* **Sua tarefa**
Transcreva sem alterações a parte do texto sobre políticos nas redes sociais que se abre com as palavras contendo "A importância do" e se fecha com "web é vista.".

A importância do “LIKE”
Propomos a você um exercício: vá em sua rede social preferida, e pesquise pelo nome do político mais velho que lembrar. Até ele terá o seu perfil. Por quê?

Há um movimento recente na política brasileira de tentar aproximar o eleitor do eleito. Em um cenário ríspido e cercado de concorrência, qualquer diferencial pode ser decisivo. E é assim que a presença na web é vista.

Até pouco tempo atrás, não se dava a devida importância ao relacionamento com o munícipe na internet. “Ninguém vai votar em mim por causa disso”. Hoje, o discurso já é diferente e há investimento maciço em boas apresentações on-line. Nas eleições municipais há quatro anos, por exemplo, uma lei desautorizou o patrocínio a publicações no Facebook às vésperas das eleições, que fazem com que determinada mensagem chegue a um número bem maior de pessoas daquela cidade em específico.

“É um trabalho contínuo e de longo prazo, pois pressupõe a construção de relacionamento e também o fortalecimento da cidadania e do sentimento de pertencimento dos cidadãos pela sua cidade. É preciso estar sempre perto da população”, diz Amanda Guerra, coordenadora de mídias sociais da Prefeitura de Santos.

Há a expectativa de que as próximas eleições municipais sejam cercadas por tecnologia. Vários pré-candidatos já iniciaram campanhas nas redes sociais e querem “largar na frente”. Se há pouco tempo era comum apenas buscar votos pessoalmente, em eventos com lideranças de bairros, hoje é possível ter a empatia do eleitor também por meio da tela do computador ou do celular.

“Eu aposto em uma eleição municipal cercada de disputas nas redes sociais. Candidatos que mostravam rejeição já estão presentes com perfis oficiais, vídeos, textos. A presença na internet é cada vez mais importante e não adianta fazer de qualquer jeito. Quem procura especialistas e investe em tecnologia, sai na frente”, garante o jornalista Aldo Neto, especialista em redes sociais.

* **Linhas listadas**
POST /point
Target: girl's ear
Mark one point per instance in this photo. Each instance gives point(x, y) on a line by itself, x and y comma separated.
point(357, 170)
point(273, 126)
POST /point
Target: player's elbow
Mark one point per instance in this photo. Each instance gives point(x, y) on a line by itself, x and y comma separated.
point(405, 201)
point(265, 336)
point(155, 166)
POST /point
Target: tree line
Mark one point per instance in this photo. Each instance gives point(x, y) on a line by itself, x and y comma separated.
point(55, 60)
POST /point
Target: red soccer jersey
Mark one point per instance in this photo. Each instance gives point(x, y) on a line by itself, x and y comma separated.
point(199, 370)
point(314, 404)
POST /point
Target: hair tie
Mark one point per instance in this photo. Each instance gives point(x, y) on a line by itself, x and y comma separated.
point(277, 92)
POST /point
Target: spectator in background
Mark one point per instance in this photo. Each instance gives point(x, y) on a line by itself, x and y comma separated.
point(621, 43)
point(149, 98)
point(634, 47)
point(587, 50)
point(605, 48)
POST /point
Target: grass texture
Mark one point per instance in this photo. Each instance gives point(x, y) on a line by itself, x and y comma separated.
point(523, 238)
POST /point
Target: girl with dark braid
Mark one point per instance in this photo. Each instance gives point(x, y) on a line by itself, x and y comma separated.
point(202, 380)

...

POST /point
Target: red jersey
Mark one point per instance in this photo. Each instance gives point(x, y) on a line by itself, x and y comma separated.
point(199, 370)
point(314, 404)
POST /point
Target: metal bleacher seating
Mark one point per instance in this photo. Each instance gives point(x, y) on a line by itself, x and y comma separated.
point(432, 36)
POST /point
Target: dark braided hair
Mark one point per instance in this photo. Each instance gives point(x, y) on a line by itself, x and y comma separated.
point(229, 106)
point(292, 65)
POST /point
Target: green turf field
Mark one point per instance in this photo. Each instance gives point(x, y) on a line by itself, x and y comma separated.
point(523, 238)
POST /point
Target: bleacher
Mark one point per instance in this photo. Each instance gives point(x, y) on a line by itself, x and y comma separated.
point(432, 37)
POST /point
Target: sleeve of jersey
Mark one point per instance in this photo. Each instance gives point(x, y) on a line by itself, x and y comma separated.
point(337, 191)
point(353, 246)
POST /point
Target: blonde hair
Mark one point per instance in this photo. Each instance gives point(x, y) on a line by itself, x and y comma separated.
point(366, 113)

* * *

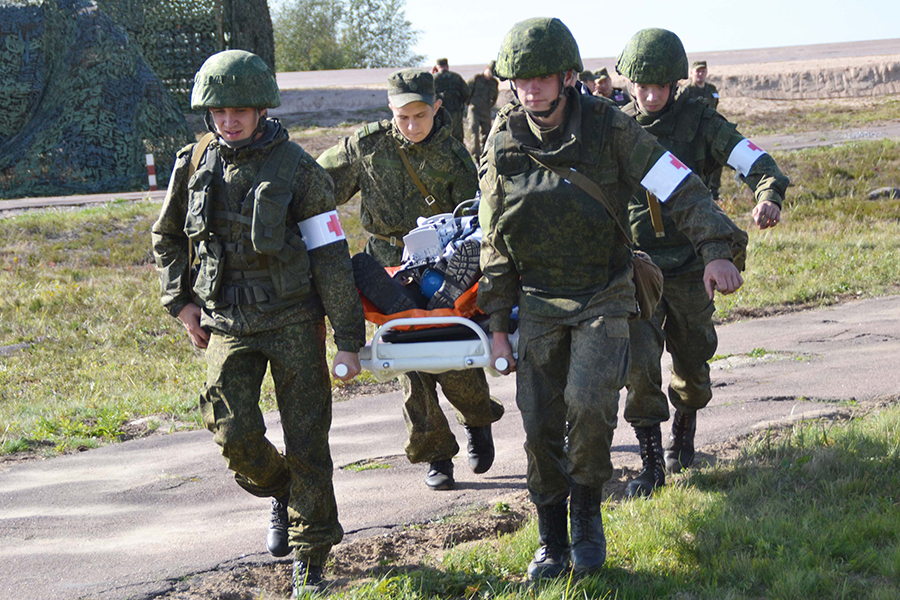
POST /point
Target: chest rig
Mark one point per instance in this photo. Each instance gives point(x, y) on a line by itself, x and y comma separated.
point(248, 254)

* **Exercício resolvido**
A importância do “LIKE”
Propomos a você um exercício: vá em sua rede social preferida, e pesquise pelo nome do político mais velho que lembrar. Até ele terá o seu perfil. Por quê?

Há um movimento recente na política brasileira de tentar aproximar o eleitor do eleito. Em um cenário ríspido e cercado de concorrência, qualquer diferencial pode ser decisivo. E é assim que a presença na web é vista.